■ **Extracted text**
With Father’s Day quickly approaching, and not having any idea what to do for my boyfriend that would be truly reflective of how important and special he is to both myself and our two boys, I had this thought pop into my head that I just can’t shake…step-dads ARE real dads!
I have never questioned whether my boyfriend views my older son (who has a different biological father) the same way he views our younger son. I see everyday there is no difference to him. While there is over a 7 year age gap between our children, he has never treated them differently, even in the manner in which he speaks of them to other people. He has, on occasion, referred to my oldest son as his “step-son” but only ever to people who don’t know us personally. See, my boyfriend is half African American, and my oldest son is pretty pale. It confuses people. When he says “step-son,” they get it. When he doesn’t, they walk away looking puzzled. We get a kick out of it. I don’t find myself saying “step-dad” too often either. To me, Daryl is just “dad” or “daddy” to both of my children. He’s the best father I could have ever imagined for my kids and we are all so lucky to have him. But, lately there is this whole concept of “real dads” I keep coming across and it has started to bother me a little.
My oldest son typically refers to his biological father as his “real” dad, but I understand that he is only 8 years old. In his little mind, “real” means the man who made him and it’s as simple as that. He always refers to my boyfriend as his dad, but still calls him by his first name, the same as when they first met 4 years ago.
Then, my mom sent me a photo of this shirt:
I know she sent it because she absolutely loves Daryl, and she meant it as a compliment to him and her very high opinion of him. But, once again, the term “real dad” bothered me. I’m sure I’m not alone and I’m sure that some other people may feel differently. But, in our home, Daryl is the absolute definition of a “real dad” to not only his biological son, but also to the son he gained when we met. I know in time it will also become clear in my son’s evolving little mind, that Daryl is actually his real dad…
– He’s the dad there when he gets hurt.
– He’s the dad there when he’s sick.
– He’s the dad there to congratulate him when he brings home an awesome report card.
– He’s the one rewarding his positive actions and educating him about how to improve the not-so-positive actions.
– He takes him places and spends time with just him so he knows he’s special.
– He’s the one who says goodnight every single night, even if it’s by phone or through me, when he can’t be there.
– He’s the one who goes in to check on him every night and turns out his night light.
– He’s the one coaching his soccer team, even though he knows nothing about soccer.
– He makes him laugh.
– He is the dad he misses when he isn’t home.
– He is who is teaching him how to love and respect a woman.
– He is who my son said is “officially” his dad, the morning he was to move in with us.
– He is so much more and every single thing a real dad should be.
So, to all of the real dads out there (birth or step), and especially to mine, Happy Father’s Day! I hope your day is as special as you are to all those who love and appreciate you!

■ **Provided data**
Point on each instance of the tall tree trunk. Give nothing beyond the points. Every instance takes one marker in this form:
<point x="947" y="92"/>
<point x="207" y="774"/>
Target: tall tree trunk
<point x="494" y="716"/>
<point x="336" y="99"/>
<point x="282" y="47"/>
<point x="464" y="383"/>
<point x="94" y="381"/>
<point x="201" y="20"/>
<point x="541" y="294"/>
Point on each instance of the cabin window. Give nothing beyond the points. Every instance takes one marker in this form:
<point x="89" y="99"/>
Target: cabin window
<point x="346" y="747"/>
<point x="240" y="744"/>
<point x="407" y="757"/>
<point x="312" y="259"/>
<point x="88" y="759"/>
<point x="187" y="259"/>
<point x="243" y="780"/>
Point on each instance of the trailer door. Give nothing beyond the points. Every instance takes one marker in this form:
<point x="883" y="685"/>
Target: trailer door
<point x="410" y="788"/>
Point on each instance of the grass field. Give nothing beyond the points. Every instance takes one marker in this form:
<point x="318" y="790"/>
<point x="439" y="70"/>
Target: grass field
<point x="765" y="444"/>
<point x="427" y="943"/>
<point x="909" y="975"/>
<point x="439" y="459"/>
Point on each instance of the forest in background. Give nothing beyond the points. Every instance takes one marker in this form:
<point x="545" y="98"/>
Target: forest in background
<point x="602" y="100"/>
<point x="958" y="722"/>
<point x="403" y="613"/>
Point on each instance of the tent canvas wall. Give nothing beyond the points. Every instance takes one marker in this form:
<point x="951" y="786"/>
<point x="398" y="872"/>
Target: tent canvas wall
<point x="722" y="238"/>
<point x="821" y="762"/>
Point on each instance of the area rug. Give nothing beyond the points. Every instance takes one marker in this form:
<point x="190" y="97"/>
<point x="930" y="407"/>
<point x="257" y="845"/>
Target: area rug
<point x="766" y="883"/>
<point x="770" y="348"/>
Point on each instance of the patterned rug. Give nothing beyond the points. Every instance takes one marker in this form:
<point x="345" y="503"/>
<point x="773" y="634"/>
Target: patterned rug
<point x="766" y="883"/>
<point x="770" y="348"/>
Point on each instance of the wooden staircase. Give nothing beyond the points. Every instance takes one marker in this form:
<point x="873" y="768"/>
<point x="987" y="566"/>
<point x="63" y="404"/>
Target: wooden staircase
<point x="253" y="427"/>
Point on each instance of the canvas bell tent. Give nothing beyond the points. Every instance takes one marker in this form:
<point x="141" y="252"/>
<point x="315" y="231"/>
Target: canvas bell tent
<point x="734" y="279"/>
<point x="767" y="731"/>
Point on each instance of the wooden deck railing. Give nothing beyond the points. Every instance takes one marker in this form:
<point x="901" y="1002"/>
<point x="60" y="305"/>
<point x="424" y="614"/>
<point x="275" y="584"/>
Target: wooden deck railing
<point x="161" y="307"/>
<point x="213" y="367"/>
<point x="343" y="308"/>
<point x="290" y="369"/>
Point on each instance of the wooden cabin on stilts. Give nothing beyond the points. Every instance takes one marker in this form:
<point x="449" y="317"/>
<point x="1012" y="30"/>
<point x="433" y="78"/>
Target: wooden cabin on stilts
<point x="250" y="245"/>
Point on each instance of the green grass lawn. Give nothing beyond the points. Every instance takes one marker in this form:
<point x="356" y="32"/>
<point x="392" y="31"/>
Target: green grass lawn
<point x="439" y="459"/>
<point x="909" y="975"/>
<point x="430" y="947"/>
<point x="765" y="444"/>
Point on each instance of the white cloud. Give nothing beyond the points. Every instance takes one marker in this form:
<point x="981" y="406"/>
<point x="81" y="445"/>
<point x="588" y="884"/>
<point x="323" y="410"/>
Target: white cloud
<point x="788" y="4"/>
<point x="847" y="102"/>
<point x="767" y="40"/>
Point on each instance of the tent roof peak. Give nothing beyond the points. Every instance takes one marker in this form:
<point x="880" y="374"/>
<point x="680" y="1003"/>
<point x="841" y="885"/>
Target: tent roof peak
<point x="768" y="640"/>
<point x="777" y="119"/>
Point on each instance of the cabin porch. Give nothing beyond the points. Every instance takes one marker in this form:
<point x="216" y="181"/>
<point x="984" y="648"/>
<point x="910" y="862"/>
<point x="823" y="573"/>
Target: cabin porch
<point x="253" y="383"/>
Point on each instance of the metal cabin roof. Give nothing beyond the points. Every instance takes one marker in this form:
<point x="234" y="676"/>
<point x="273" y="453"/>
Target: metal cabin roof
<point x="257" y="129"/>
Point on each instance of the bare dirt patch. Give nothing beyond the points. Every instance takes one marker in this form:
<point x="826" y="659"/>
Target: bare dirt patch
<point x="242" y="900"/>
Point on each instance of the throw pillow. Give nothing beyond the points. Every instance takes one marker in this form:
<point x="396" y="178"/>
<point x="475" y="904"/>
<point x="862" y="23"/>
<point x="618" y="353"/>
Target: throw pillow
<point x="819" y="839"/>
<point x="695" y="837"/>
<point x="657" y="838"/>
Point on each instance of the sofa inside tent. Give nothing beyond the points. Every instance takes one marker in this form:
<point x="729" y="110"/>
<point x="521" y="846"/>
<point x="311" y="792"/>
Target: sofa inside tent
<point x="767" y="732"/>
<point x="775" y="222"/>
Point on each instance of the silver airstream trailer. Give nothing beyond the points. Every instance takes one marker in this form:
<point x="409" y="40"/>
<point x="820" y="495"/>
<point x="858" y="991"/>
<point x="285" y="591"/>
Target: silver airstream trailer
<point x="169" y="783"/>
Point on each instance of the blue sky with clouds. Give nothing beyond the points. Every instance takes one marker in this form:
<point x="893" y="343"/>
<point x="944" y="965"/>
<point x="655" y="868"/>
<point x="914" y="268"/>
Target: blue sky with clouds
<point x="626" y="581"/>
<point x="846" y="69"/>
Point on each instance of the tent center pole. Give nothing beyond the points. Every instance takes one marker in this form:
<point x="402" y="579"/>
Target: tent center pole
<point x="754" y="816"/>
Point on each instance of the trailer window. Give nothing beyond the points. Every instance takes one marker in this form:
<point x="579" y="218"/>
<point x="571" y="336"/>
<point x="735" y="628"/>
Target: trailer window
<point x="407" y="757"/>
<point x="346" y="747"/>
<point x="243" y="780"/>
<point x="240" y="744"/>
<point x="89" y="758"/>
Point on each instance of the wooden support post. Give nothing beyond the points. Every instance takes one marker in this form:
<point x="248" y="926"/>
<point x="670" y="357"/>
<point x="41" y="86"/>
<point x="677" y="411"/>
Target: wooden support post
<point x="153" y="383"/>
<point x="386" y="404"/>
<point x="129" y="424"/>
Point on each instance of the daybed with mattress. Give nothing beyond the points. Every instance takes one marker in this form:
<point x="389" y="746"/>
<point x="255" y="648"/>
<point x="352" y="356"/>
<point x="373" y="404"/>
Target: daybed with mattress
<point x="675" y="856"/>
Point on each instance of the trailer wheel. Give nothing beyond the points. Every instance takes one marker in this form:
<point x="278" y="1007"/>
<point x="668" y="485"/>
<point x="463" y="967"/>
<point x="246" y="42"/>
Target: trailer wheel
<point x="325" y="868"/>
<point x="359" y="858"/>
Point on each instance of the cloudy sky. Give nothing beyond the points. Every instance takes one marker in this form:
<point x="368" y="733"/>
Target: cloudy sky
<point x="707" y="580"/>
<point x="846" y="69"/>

■ **To do**
Copy the part of the Father's Day text starting at "With Father’s Day" and ending at "ARE real dads!", swapping "boyfriend" for "partner".

■ **Solution to the problem**
With Father’s Day quickly approaching, and not having any idea what to do for my partner that would be truly reflective of how important and special he is to both myself and our two boys, I had this thought pop into my head that I just can’t shake…step-dads ARE real dads!